Task objective – Output, character for character, every line of the entries below, starting with the line that contains "target: green leaf" and going on through the line that contains "90), (30, 90)]".

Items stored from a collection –
- - - -
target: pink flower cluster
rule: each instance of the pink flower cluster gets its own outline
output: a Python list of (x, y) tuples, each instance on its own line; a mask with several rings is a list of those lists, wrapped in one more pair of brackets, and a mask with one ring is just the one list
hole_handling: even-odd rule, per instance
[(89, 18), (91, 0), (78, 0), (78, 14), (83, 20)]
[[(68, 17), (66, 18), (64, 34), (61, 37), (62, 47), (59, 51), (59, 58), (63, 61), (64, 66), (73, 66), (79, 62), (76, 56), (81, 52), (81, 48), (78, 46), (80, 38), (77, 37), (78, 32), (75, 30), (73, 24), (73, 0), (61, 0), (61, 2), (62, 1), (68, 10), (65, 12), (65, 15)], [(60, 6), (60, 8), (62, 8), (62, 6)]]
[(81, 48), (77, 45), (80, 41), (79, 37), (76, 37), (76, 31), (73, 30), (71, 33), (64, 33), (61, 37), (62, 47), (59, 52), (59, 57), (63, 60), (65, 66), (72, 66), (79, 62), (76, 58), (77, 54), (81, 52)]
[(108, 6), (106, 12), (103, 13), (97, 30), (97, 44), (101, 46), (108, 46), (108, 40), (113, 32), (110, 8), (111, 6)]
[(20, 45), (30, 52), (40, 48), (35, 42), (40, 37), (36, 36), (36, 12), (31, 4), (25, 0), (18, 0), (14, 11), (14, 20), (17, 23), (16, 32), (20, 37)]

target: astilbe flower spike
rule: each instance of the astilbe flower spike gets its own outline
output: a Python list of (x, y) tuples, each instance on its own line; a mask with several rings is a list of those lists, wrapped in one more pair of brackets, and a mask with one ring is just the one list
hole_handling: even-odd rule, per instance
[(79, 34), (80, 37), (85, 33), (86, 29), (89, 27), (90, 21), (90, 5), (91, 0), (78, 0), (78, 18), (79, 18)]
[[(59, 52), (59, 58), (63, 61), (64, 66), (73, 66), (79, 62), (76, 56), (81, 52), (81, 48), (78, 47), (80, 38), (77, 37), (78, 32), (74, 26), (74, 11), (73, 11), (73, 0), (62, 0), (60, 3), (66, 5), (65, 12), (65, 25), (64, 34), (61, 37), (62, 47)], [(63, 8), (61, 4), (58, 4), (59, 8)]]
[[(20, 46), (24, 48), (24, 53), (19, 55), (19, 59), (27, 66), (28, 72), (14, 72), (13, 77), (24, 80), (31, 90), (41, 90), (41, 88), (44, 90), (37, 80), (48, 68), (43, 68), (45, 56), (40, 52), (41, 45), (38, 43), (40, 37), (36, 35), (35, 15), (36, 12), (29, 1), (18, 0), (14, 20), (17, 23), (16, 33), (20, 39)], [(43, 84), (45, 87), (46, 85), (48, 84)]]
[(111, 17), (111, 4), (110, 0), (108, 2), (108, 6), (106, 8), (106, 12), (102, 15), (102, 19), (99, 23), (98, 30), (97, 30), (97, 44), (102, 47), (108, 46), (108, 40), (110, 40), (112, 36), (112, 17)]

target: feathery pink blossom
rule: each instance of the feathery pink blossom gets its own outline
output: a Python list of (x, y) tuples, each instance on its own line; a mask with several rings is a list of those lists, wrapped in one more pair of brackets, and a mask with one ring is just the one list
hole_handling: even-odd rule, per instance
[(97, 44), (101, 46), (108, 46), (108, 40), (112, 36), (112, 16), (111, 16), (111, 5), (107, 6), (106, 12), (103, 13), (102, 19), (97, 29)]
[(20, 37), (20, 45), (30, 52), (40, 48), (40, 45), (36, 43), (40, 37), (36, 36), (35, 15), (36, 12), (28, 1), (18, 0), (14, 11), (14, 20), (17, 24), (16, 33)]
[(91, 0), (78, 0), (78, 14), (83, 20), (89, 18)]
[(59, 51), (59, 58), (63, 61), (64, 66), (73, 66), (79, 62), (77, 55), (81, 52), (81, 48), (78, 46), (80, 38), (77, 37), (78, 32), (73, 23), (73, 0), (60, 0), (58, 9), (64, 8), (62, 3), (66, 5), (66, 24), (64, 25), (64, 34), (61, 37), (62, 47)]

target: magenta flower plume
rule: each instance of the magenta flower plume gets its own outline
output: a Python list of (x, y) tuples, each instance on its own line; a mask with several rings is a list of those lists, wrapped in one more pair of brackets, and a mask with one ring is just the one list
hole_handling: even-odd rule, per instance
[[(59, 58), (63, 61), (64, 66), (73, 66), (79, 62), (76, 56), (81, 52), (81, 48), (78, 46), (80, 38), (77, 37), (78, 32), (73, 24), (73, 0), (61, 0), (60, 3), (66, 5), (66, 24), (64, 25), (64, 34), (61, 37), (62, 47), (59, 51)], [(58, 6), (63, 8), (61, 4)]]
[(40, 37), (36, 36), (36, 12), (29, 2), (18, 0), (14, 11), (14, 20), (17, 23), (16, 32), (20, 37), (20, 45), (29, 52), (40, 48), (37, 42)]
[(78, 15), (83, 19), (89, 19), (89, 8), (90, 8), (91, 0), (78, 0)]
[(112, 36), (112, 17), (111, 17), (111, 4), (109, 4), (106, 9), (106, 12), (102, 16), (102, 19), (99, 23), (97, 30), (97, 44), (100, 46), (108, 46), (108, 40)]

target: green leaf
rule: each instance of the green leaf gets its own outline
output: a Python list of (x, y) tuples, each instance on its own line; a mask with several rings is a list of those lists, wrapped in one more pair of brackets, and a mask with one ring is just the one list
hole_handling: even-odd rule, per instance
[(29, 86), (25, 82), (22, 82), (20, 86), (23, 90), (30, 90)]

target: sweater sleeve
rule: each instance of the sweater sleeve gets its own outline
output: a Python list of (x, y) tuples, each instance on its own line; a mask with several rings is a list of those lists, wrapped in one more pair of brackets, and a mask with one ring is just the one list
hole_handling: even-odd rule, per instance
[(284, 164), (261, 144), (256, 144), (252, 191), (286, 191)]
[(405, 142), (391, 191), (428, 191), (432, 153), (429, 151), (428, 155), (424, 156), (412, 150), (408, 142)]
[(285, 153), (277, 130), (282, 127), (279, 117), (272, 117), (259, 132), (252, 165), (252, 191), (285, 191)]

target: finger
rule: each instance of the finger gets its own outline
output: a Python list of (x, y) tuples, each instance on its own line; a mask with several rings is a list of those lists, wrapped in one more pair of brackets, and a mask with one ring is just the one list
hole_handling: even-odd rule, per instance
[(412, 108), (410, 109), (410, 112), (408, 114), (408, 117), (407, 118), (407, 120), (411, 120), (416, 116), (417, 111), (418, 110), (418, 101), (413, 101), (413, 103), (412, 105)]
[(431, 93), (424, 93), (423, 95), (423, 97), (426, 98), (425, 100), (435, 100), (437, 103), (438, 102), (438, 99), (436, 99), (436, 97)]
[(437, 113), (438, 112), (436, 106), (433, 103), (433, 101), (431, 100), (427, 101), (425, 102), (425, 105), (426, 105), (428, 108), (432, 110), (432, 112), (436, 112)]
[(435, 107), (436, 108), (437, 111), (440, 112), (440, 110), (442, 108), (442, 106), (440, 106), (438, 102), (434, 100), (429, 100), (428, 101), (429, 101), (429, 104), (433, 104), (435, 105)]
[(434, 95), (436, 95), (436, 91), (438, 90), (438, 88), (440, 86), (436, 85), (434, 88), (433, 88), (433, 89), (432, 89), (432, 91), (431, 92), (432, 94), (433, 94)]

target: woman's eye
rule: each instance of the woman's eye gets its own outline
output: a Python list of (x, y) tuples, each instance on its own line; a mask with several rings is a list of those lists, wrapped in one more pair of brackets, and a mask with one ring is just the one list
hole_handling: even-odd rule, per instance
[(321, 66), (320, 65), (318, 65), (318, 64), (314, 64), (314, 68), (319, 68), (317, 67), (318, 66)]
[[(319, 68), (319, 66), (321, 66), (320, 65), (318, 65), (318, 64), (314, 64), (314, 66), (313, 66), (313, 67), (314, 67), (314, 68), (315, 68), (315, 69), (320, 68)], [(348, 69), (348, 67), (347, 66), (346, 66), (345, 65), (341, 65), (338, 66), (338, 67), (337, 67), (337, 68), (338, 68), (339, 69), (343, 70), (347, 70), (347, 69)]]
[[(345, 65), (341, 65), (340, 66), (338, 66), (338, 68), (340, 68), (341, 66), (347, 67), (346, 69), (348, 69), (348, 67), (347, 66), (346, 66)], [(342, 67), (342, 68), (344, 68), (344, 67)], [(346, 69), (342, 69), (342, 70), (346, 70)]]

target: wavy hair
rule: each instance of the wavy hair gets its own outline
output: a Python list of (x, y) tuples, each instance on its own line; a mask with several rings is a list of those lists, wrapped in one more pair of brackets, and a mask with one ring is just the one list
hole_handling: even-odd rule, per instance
- - - -
Solution –
target: green leaf
rule: each instance of the green leaf gets its own outline
output: a Python list of (x, y) tuples, each instance on its own line; a mask with several rings is a list of those lists, wrapped in one more pair of brackets, and a mask with one ring is just the one list
hole_handling: even-odd rule, per instance
[(29, 86), (25, 82), (22, 82), (20, 86), (23, 90), (30, 90)]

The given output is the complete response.